[Reading passage]:
════════════════

Statalist


[Date Prev][Date Next][Thread Prev][Thread Next][Date index][Thread index]

Re: st: RE: Outlier: Detection


From   "Sergiy Radyakin" <serjradyakin@gmail.com>
To   statalist@hsphsun2.harvard.edu
Subject   Re: st: RE: Outlier: Detection
Date   Wed, 20 Feb 2008 11:32:01 -0500

The word "Critical" is supposed to be a comment "Critical value...".
Statalist's engine wraps the lines. I guess it was not intended for
sharing code, but rather simple messages.
I have changed //comments to /* comments */.

Note that this code does not automatically drop the outliers (as was
Maarten's concern). It is still your decision what you do with them.
The purpose of the code was alerting the programmer about the abnormal
values in categorical variables, e.g. codes like 97, 98, 997 etc, used
to represent certain missing values, not applicables, no infos, etc.

Regards, Sergiy


// ============= BEGIN GRUBBS.ADO =======================

program Grubbs, rclass

/* Sergiy RADYAKIN, 2007
  First argument -- variable name, second argument -- significance level alpha
  Returns: macro outliers = list of outliers */

       quietly inspect `1'
       local n=r(N_unique)
       if `n'>90 exit

       local t=invttail(`n'-2,`2'/(2*`n'))                         /* t-value */
       local t2=`t'*`t'
       local G_cr=((`n'-1)/sqrt(`n'))*sqrt(`t2'/(`n'-2+`t2'))      /*
Critical value of the Grubb's test */

       quietly levelsof `1', local(levs)       /* Get the list of the values */

       local levsum=0
       local sqsum=0
       foreach lev of local levs {
          local levsum=`levsum'+`lev'          /* Sum of values */
          local sqsum=`sqsum'+`lev'*`lev'      /* Sum of squares of values */
       }

       local mean=`levsum'/`n'
       local levsdev=sqrt(`sqsum'/`n'-`mean'*`mean')

       local outliers
       foreach lev of local levs {
               local Z=abs(`mean'-`lev')/`levsdev'
               if `Z'>`G_cr' local outliers "`outliers' `lev'"
       }

       return local outliers="`outliers'"
end /* program Grubbs */

// ================== END OF GRUBBS.ADO =================


On 2/20/08, badri.prasad@hrsdc-rhdsc.gc.ca
<badri.prasad@hrsdc-rhdsc.gc.ca> wrote:
> Hi Sergiy,
>
> I run your program with auto data using variable mpg as example (nothing to worry for criticacl values exits or not) but I got the following result.

════════════════

[Set problem 1]:
Reproduce the rows word for word, starting at the line that contains "Each instance of the woman takes" and going down through the final line of the rows.
The text above and the rows that follow were taken from unrelated sources.

Records from a dataset
════════════════

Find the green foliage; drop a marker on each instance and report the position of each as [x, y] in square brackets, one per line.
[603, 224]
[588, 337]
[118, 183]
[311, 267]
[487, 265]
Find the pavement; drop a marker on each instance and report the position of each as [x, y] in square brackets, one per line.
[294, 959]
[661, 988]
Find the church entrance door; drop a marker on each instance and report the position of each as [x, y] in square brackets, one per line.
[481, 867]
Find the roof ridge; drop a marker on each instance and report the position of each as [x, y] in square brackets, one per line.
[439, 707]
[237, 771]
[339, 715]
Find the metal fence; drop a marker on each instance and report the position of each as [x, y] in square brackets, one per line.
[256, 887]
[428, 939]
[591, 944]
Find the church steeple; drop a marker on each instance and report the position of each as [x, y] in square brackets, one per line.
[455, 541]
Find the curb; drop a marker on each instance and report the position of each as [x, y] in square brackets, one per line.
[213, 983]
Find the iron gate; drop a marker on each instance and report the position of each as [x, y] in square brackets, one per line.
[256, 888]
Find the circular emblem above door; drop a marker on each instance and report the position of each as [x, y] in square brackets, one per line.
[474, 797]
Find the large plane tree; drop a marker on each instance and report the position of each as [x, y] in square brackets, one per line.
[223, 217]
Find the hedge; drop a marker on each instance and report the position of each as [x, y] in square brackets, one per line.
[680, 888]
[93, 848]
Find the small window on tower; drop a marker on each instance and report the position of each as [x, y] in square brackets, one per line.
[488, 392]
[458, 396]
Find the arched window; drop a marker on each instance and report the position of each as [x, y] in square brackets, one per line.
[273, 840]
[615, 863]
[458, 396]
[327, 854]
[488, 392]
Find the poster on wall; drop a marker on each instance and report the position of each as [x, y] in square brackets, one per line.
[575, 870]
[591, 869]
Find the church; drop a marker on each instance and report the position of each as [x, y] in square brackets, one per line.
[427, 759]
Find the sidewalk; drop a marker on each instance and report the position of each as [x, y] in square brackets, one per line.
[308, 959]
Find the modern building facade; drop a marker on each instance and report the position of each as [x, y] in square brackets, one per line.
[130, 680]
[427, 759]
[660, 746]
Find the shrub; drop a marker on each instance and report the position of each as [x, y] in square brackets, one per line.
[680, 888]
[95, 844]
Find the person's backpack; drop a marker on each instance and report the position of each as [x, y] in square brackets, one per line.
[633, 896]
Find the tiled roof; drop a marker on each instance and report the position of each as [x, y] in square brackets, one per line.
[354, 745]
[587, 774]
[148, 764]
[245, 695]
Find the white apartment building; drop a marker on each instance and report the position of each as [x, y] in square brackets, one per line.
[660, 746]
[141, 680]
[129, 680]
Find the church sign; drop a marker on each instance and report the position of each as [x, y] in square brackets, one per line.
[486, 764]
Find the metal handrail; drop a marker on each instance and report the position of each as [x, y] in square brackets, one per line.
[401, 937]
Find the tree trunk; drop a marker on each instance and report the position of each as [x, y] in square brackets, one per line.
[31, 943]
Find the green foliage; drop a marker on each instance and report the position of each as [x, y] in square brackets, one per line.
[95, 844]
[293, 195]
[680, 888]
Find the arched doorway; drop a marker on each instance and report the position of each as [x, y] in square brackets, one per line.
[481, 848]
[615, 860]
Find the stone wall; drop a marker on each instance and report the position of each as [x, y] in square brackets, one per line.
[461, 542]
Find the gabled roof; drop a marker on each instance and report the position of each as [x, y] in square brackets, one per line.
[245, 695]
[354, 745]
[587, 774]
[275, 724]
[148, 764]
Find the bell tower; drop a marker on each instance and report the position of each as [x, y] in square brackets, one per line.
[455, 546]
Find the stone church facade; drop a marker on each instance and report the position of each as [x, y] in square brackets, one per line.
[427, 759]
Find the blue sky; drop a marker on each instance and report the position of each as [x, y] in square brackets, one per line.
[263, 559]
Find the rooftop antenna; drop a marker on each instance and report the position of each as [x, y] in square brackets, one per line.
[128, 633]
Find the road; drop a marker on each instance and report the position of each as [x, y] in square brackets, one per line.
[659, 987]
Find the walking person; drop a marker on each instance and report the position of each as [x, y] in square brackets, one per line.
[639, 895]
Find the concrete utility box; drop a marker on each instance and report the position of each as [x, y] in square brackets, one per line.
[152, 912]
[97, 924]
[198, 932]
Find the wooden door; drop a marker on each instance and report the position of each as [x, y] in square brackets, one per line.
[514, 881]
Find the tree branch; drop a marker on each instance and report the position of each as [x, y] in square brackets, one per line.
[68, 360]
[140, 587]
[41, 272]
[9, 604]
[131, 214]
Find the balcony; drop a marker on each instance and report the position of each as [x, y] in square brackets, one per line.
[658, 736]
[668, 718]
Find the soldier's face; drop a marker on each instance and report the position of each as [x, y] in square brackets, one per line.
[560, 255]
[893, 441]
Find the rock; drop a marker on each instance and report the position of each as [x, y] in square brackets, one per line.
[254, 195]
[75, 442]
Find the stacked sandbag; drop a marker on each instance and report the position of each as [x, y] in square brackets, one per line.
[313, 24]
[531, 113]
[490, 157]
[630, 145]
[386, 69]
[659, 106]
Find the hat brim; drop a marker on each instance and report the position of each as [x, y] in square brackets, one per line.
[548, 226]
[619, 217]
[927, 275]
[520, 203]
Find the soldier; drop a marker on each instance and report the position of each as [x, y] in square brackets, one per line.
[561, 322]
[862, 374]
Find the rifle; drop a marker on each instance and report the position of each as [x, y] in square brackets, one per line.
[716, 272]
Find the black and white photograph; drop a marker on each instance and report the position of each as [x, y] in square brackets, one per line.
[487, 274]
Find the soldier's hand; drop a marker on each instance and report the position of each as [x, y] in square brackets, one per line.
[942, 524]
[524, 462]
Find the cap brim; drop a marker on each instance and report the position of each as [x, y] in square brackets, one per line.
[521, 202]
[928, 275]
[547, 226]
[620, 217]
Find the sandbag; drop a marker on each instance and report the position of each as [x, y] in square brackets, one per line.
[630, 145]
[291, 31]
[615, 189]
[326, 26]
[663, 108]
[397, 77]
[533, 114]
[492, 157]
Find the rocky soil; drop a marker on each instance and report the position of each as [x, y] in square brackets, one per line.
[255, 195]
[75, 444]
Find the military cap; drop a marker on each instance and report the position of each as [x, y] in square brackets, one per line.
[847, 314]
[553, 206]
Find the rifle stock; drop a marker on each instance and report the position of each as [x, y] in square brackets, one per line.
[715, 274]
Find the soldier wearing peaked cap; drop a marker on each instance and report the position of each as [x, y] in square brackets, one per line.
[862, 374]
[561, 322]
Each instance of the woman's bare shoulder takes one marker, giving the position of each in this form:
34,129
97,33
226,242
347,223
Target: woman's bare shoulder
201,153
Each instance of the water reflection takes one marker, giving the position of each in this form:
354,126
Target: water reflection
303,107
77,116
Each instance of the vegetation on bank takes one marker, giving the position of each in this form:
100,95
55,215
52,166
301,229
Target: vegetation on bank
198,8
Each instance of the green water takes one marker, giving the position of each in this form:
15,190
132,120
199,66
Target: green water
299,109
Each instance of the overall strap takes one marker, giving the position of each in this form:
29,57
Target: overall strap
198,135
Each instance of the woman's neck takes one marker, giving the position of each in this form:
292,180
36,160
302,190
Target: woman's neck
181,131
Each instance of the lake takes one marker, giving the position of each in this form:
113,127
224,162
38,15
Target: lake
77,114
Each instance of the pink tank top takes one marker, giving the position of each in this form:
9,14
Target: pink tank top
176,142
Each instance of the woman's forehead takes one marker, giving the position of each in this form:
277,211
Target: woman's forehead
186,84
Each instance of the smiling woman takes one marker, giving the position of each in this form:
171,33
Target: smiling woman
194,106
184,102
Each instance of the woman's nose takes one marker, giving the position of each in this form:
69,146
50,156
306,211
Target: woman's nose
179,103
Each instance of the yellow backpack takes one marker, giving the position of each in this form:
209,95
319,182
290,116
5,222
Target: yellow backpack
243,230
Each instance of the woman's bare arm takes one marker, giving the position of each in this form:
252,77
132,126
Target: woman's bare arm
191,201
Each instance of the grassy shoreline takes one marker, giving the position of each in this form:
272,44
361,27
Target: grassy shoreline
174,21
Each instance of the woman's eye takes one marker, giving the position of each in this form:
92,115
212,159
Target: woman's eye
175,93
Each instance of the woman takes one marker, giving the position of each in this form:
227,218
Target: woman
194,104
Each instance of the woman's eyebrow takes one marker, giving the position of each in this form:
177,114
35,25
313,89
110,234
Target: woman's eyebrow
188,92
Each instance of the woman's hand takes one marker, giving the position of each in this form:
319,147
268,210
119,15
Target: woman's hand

════════════════

[Set problem 2]:
Continue the forum thread on outlier detection with the Grubbs program, beginning right after its last sentence.

[Final result 1]:
Each instance of the woman takes one marker, giving the position of each in this form:
227,218
Target: woman
194,104
Each instance of the woman's eyebrow takes one marker, giving the position of each in this form:
177,114
35,25
313,89
110,234
Target: woman's eyebrow
188,92
Each instance of the woman's hand takes one marker, giving the position of each in this form:
319,147
268,210
119,15
Target: woman's hand

[Final result 2]:
>
> . Grubbs mpg .05
> unrecognized command:  Critical
> r(199);
>
> Could you please let me know what is wrong with it. Also, could you please let me know how to use your program using mpg variable with output (result) you got.
>
> With Regards,
>
> Badri Prasad
> Policy, Reporting and Data Development
> Labour Standards and Workplace Equity
> National Labour Operations Directorate
> HRSDC
> (819) 956 - 8146
>
>
> -----Original Message-----
> From: owner-statalist@hsphsun2.harvard.edu [mailto:owner-statalist@hsphsun2.harvard.edu] On Behalf Of Sergiy Radyakin
> Sent: 2008-02-19 4:33 PM
> To: statalist@hsphsun2.harvard.edu
> Subject: Re: st: RE: Outlier: Detection
>
>
> Hello Badri,
>
> I don't know any of the above two procedures, but here is the one I
> wrote for detecting outlying codes in the categorical variables (e.g.
> 99 in 1,2,3,99). If this is what you are looking for. It returns
> r(outliers) if any are found.
>
> All comments, corrections, critique are welcomed. It would be
> important to know if it makes sense, since an important routine is
> using it.
>
> // ============= BEGIN GRUBBS.ADO =======================
>
> program Grubbs, rclass
>
> /* Sergiy RADYAKIN, 2007
>   First argument -- variable name, second argument -- significance level alpha
>   Returns: macro outliers = list of outliers */
>
>        quietly inspect `1'
>        local n=r(N_unique)
>        if `n'>90 exit
>
>        local t=invttail(`n'-2,`2'/(2*`n'))                         // t-value
>        local t2=`t'*`t'
>        local G_cr=((`n'-1)/sqrt(`n'))*sqrt(`t2'/(`n'-2+`t2'))      //
> Critical value of the Grubb's test
>
>        quietly levelsof `1', local(levs)                           // Get
> the list of the values
>
>        local levsum=0
>        local sqsum=0
>        foreach lev of local levs {
>           local levsum=`levsum'+`lev'          // Sum of values
>           local sqsum=`sqsum'+`lev'*`lev'      // Sum of squares of values
>        }
>
>        local mean=`levsum'/`n'
>        local levsdev=sqrt(`sqsum'/`n'-`mean'*`mean')
>
>        local outliers
>        foreach lev of local levs {
>                local Z=abs(`mean'-`lev')/`levsdev'
>                if `Z'>`G_cr' local outliers "`outliers' `lev'"
>        }
>
>        return local outliers="`outliers'"
> end // program Grubbs
>
> // ================== END OF GRUBBS.ADO =================
>
>
> Best regards,
>   Sergiy Radyakin
>
>
>
>
>
> On 2/19/08, badri.prasad@hrsdc-rhdsc.gc.ca
> <badri.prasad@hrsdc-rhdsc.gc.ca> wrote:
> > > Hi stata users,
> > >
> > > I am trying to run a stata program to detecet outlier in my data set. I found 2 grubbs programs written in stata. Programs are here:
> > >
> > > Program # 1.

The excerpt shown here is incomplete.